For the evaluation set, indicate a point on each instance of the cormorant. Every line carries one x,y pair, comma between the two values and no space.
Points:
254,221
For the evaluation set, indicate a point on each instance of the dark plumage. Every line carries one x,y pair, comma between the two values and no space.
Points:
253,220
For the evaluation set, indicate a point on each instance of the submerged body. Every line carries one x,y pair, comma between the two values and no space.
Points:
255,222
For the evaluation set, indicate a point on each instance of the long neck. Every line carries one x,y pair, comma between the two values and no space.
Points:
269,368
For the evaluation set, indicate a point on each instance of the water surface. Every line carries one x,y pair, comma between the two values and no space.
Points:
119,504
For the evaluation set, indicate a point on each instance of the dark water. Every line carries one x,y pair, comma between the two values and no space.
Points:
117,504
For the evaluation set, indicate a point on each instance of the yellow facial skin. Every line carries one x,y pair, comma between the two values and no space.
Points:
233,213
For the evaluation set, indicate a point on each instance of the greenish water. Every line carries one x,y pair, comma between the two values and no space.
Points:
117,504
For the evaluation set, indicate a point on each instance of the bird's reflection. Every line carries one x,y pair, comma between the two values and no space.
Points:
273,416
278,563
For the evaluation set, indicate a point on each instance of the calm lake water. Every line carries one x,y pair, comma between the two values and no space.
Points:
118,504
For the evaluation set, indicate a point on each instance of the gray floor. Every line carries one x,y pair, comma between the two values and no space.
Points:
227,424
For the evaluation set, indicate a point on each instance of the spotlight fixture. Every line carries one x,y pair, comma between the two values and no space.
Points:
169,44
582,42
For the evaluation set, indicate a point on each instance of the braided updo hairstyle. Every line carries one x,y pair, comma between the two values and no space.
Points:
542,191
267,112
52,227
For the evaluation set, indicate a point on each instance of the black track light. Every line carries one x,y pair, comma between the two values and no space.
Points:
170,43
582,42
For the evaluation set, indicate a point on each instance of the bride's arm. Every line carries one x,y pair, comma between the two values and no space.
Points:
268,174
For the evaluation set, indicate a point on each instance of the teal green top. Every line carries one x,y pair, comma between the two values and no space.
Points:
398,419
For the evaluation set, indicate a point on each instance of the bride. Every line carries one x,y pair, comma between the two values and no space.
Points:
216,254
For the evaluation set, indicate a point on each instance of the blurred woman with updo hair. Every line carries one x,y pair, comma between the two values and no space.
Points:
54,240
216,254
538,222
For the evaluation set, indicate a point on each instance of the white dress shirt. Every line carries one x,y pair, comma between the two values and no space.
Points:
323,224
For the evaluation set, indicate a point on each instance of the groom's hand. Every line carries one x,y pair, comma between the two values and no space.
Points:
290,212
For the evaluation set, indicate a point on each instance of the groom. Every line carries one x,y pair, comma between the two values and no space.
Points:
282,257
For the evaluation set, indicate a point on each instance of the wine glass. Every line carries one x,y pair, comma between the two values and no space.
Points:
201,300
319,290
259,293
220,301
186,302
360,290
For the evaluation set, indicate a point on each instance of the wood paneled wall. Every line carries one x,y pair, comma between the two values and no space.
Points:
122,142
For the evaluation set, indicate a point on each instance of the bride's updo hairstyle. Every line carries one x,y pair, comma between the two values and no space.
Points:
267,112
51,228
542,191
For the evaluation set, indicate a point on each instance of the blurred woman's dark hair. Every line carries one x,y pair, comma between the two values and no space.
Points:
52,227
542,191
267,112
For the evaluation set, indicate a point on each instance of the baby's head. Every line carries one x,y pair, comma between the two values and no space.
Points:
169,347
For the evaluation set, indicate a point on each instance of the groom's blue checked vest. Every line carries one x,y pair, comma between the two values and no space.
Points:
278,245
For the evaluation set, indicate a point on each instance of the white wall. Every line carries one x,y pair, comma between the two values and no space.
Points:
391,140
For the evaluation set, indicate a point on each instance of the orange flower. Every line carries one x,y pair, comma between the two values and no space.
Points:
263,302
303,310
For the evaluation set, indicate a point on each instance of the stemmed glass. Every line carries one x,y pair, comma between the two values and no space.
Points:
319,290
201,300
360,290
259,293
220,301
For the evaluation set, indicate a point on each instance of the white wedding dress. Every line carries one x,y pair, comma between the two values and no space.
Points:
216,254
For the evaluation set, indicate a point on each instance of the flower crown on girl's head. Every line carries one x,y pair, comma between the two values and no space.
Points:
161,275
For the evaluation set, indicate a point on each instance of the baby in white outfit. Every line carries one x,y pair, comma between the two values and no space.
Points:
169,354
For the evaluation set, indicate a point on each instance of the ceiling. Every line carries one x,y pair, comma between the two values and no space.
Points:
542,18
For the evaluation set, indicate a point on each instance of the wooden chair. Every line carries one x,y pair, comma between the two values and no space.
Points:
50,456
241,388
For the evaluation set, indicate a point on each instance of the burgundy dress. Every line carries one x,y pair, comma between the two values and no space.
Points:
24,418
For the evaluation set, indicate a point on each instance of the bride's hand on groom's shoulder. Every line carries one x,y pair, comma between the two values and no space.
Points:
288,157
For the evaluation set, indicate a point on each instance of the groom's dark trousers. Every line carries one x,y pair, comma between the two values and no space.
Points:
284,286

-------------------------

__GIVEN INSTRUCTION__
Repeat the data verbatim.

__SOLUTION FOR THIS PROBLEM__
For the evaluation set, indicate a point on each instance of the cormorant. Every line carries one x,y pair, comma between the two values and no space.
Points:
254,221
For the evaluation set, indicate a point on each instance of the dark plumage. Every line carries one x,y pair, comma between the two values and no space.
Points:
253,220
For the evaluation set, indicate a point on each instance of the submerged body. Every line carries one x,y pair, comma between the two values and no space.
Points:
255,222
For the evaluation set, indicate a point on each instance of the long neck. Every line carries one x,y pair, comma between the two values and no space.
Points:
269,368
For the evaluation set, indicate a point on each instance of the water surface. Every line carries one x,y pair, comma between the two values and no space.
Points:
119,504
For the evaluation set, indicate a point on each instance of the dark water. Every line carries one x,y pair, comma between the two values and no space.
Points:
117,504
For the evaluation set, indicate a point on each instance of the yellow facial skin. Every line carries one x,y pair, comma between the two values and no space.
Points:
233,213
For the evaluation set, indicate a point on each instance of the greenish water. Every line carries one x,y pair, comma between the two values and no space.
Points:
117,504
For the evaluation set, indicate a point on each instance of the bird's reflection. Every line carries one x,y pair, comma between the two values and no space.
Points:
273,416
278,563
For the evaluation set, indicate a point on each instance of the calm lake water. Every line carries one x,y pair, comma between the two values and no space.
Points:
118,504
For the evaluation set, indicate a point on each instance of the gray floor. Every line carries one x,y pair, comma between the two values and no space.
Points:
227,424
For the evaluation set, indicate a point on each instance of the spotlight fixture. Every line carries one x,y pair, comma between the two values and no space.
Points:
169,44
582,42
For the evaluation set, indicate a point on each instance of the braided updo hairstyle. Every line carries one x,y pair, comma between the two values and no space.
Points:
542,191
267,112
52,227
For the evaluation set, indicate a point on each instance of the black track light. Every line carries one x,y pair, comma between the two values and no space.
Points:
170,43
582,42
For the evaluation set, indicate a point on each instance of the bride's arm. Every line carries one x,y pair, comma between the two values and no space.
Points:
268,174
For the evaluation set, indicate a point on each instance of the teal green top. Every line carries one x,y pair, comma between the two values and no space.
Points:
398,419
For the evaluation set, indicate a point on each instance of the bride. Every line carries one x,y pair, comma between the two values and no space.
Points:
216,254
For the evaluation set, indicate a point on each instance of the blurred woman with updo hair. Every line carries one x,y pair, comma between the two values and no space.
Points:
54,240
216,254
538,222
For the evaluation set, indicate a point on each instance of the white dress shirt. Every line carries one x,y pair, comma between the two values and no space.
Points:
323,224
For the evaluation set, indicate a point on each instance of the groom's hand. Every line carries one x,y pair, comma between the two values and no space.
Points:
290,212
For the evaluation set, indicate a point on each instance of the groom. Every line carries one x,y pair, comma between the two values and no space.
Points:
282,257
For the evaluation set, indicate a point on each instance of the wine glass. Every line carries one x,y pair, comma between the two values and no space.
Points:
201,300
319,290
259,293
220,301
186,302
360,290
For the evaluation set, indicate a point on each instance of the wood paneled wall. Every line carries one x,y pair, comma between the two values and no space.
Points:
122,142
For the evaluation set, indicate a point on each instance of the bride's updo hairstyle. Every line carries one x,y pair, comma between the two values and no space.
Points:
267,112
51,228
542,191
For the evaluation set, indicate a point on each instance of the blurred woman's dark hair. Every line carries one x,y pair, comma between the two values and no space.
Points:
52,227
542,191
267,112
For the evaluation set, indicate a point on each instance of the baby's head. Every line carries one x,y pair, comma between the two values and no space.
Points:
169,347
For the evaluation set, indicate a point on each instance of the groom's blue checked vest. Every line carries one x,y pair, comma between the two values and no space.
Points:
278,245
For the evaluation set, indicate a point on each instance of the white wall. Every line carries one x,y pair, comma between the two values and no space.
Points:
391,140
For the evaluation set, indicate a point on each instance of the orange flower. Every line carries one x,y pair, comma between the two values and no space.
Points:
263,302
303,310
For the evaluation set, indicate a point on each instance of the stemmed glass. Every line carries one x,y pair, comma between the two values and no space.
Points:
319,290
201,300
360,290
259,293
220,301
For the evaluation set, indicate a point on each instance of the white wedding dress. Every line carries one x,y pair, comma between the two values and no space.
Points:
216,254
For the evaluation set, indicate a point on each instance of the flower crown on girl's head. Every line carries one x,y pair, comma between the two values and no space.
Points:
161,275
For the evaluation set, indicate a point on each instance of the baby in white outfit. Every line carries one x,y pair, comma between the two values and no space.
Points:
169,354
For the evaluation set, indicate a point on each instance of the ceiling. Every line carries one x,y pair, comma between the two values and no space.
Points:
542,18
For the evaluation set, indicate a point on each instance of the wooden chair. Every line carries one x,y pair, comma between the two values and no space.
Points:
50,456
241,388
For the evaluation set, indicate a point on each instance of the burgundy dress. Every line carries one x,y pair, comma between the two values and no space.
Points:
24,418
For the evaluation set, indicate a point on each instance of the bride's hand on groom's shoulder. Every line carries one x,y pair, comma between the two values and no space.
Points:
288,157
For the evaluation set, indicate a point on each instance of the groom's dark trousers. Every line carries one x,y pair, comma between the two values and no space.
Points:
284,286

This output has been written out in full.